**TASK:** Keep only those lines of the records that include the string "eyespot".

Items listed in a dataset:
- - - - -

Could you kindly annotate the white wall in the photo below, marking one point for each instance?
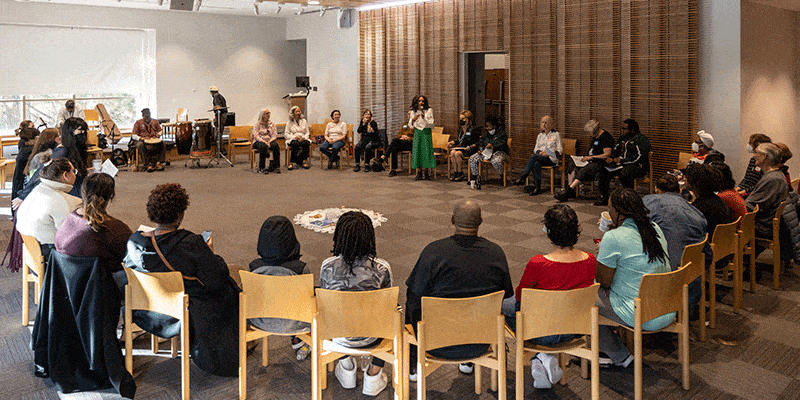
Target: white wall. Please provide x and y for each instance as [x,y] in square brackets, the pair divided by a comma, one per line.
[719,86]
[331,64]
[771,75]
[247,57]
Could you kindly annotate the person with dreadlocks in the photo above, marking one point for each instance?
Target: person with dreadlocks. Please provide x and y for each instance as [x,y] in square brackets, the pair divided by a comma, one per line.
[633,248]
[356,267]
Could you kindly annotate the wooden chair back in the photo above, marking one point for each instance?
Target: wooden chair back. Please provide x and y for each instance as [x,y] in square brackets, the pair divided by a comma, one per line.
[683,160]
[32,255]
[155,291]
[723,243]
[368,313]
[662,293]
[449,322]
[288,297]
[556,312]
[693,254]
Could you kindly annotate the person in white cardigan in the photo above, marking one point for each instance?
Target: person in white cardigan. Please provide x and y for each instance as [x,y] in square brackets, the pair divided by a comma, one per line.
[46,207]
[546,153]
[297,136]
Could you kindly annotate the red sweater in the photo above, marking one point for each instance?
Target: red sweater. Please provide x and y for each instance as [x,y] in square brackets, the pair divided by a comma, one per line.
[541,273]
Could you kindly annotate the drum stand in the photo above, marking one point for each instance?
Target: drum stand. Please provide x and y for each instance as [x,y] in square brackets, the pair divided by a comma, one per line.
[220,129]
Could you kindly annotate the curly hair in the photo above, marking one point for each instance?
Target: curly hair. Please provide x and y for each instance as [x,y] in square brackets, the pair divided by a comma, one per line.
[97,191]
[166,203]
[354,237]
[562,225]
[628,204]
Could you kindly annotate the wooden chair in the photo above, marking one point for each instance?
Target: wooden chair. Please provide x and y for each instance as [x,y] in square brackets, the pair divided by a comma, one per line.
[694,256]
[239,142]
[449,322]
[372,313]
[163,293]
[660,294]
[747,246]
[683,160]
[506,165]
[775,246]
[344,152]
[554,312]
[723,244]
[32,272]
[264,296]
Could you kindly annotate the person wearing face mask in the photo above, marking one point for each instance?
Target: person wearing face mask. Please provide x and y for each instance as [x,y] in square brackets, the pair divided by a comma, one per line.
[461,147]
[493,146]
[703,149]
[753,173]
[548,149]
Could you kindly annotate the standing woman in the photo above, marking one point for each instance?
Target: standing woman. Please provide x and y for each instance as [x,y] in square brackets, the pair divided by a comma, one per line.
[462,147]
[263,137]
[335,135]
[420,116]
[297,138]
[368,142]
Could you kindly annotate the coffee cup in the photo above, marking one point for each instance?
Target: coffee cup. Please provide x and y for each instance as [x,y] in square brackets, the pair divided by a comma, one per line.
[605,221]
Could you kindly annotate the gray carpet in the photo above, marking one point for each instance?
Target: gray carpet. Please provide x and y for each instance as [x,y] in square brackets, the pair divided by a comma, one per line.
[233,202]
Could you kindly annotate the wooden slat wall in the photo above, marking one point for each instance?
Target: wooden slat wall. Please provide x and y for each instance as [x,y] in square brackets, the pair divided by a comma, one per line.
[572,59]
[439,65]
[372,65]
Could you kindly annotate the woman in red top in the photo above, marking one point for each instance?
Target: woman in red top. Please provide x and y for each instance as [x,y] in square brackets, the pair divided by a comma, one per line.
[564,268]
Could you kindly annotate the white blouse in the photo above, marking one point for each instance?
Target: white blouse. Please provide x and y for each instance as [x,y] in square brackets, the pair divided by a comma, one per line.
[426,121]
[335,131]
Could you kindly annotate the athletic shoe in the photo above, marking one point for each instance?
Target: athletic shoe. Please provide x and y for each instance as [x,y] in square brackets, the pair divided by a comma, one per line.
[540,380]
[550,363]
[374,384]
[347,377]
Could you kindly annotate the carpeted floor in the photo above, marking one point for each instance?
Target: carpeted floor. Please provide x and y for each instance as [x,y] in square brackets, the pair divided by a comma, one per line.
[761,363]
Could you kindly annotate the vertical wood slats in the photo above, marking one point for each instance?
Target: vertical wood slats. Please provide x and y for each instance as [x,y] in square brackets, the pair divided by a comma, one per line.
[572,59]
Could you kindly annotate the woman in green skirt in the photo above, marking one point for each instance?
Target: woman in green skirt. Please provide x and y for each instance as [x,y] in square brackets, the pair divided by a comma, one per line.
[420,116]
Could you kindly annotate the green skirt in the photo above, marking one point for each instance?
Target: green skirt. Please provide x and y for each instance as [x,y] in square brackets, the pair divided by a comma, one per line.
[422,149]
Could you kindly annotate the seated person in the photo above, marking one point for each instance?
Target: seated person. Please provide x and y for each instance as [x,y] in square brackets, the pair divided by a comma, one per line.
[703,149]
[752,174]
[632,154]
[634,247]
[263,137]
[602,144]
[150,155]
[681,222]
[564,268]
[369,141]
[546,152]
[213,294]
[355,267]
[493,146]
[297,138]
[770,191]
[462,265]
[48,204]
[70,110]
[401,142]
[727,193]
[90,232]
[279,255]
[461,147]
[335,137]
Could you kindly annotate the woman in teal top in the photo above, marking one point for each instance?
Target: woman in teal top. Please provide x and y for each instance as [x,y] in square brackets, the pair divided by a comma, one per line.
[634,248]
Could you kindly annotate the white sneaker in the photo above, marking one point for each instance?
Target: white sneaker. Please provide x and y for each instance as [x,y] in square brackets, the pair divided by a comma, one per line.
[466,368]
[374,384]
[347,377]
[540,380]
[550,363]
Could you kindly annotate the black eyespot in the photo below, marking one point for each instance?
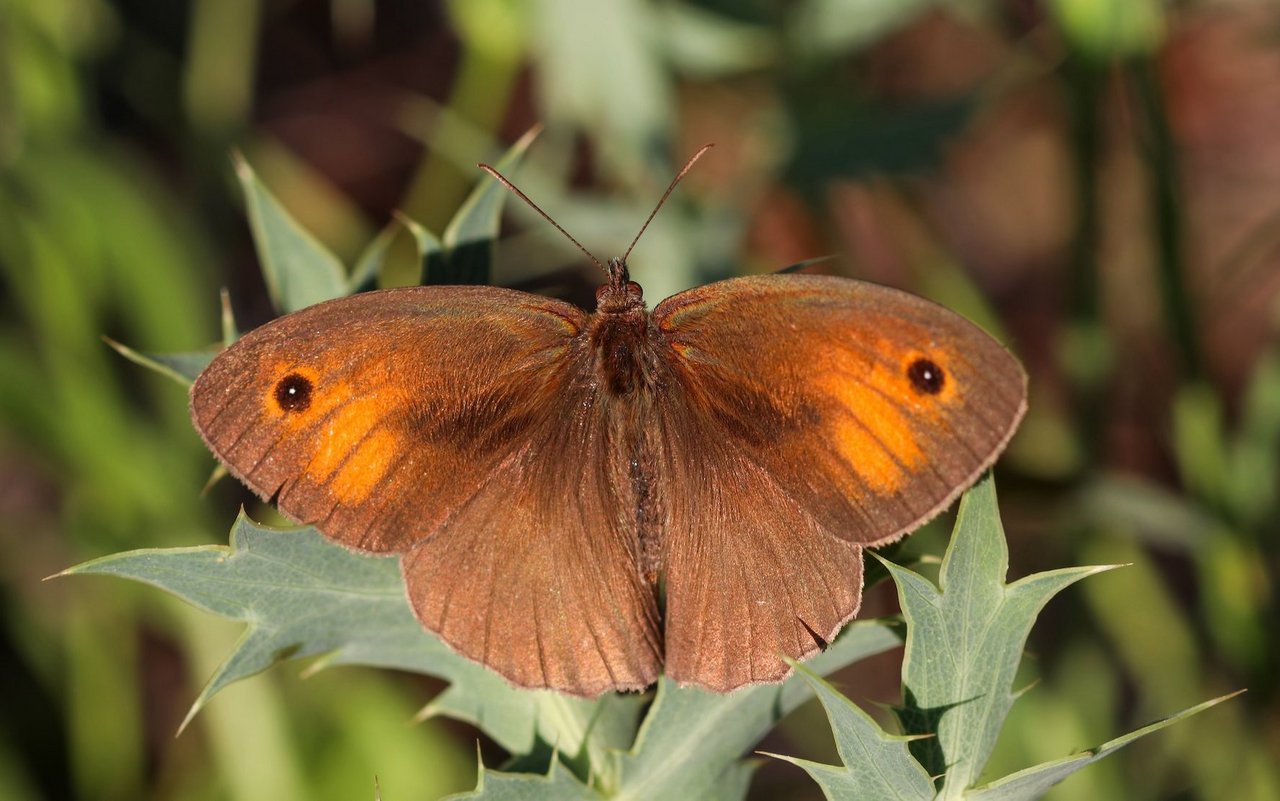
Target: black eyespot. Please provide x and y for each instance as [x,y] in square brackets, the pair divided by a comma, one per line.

- - - - -

**TASK OUTPUT:**
Could you kindly annotate the black eyespot in the photo below, marking one point for each instance?
Target: black eyespot. Please provide x and y for each instance as [x,y] in square brackets, the pair divided by a comma, one per line.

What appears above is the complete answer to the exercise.